Written task
Put everything from the start of the records down to the line containing "column 245, row 98" into a numbered list, leaving out any blank lines.

Entries taken from a collection
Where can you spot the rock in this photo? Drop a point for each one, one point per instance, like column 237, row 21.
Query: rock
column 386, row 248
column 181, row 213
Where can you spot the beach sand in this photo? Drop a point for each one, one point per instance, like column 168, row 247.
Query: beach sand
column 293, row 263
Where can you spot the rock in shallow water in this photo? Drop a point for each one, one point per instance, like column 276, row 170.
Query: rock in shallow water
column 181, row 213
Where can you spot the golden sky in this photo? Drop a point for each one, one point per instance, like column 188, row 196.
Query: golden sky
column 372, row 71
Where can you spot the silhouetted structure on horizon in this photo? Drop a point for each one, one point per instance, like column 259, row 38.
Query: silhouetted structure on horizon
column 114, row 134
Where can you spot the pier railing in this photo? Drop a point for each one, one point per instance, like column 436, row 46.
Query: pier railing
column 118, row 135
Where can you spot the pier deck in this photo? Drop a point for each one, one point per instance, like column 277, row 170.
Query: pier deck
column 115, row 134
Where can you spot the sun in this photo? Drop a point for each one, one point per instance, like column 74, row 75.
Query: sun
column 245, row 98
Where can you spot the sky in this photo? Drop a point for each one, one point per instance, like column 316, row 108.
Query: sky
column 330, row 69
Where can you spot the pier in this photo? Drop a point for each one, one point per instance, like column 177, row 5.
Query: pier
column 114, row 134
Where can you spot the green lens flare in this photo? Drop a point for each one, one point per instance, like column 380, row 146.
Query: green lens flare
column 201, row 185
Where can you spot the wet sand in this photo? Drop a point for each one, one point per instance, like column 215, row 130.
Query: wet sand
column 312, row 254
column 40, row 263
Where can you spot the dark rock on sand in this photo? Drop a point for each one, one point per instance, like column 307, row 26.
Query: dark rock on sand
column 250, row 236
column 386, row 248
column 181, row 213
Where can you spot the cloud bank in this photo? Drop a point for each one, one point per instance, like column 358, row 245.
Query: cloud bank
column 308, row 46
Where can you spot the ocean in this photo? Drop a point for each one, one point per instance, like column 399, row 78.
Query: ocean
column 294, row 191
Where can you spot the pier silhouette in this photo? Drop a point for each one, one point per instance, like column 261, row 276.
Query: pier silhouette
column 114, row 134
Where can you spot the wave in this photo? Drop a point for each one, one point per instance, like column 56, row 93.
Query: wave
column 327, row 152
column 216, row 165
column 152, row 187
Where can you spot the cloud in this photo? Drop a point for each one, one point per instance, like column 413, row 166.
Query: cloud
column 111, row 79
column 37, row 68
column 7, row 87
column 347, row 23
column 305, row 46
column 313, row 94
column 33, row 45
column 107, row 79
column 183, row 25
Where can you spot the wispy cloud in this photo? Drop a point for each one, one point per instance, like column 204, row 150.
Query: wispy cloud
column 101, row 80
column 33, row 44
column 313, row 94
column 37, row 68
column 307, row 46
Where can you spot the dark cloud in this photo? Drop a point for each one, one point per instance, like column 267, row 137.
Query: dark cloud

Result of the exercise
1. Where can you spot the rock in this photo? Drop a point for each one, one point per instance, like column 237, row 21.
2. Query: rock
3. column 386, row 248
4. column 181, row 213
5. Where can you spot the beach sand in this photo? Drop a point for each one, one point per instance, like column 168, row 247.
6. Query: beach sand
7. column 293, row 263
8. Where can you spot the rock in shallow water in this photo? Drop a point for each one, one point per instance, like column 276, row 170.
9. Query: rock in shallow water
10. column 181, row 213
11. Where can you spot the golden sky in this photo? Drop a point for each one, one point per instance, like column 188, row 196.
12. Query: golden sky
13. column 372, row 71
14. Where can you spot the silhouetted structure on horizon in this photo? Drop a point for each one, one point per instance, like column 259, row 38.
15. Query: silhouetted structure on horizon
16. column 114, row 134
17. Where can you spot the pier railing in this photo? Drop a point for each one, one point per instance, like column 436, row 46.
18. Query: pier railing
19. column 118, row 135
20. Where can you spot the pier deck in this photo? Drop a point for each one, one point per instance, like column 277, row 170.
21. Query: pier deck
22. column 115, row 134
23. Where can you spot the sun in this photo? Drop a point for each one, one point per instance, like column 74, row 75.
24. Query: sun
25. column 245, row 98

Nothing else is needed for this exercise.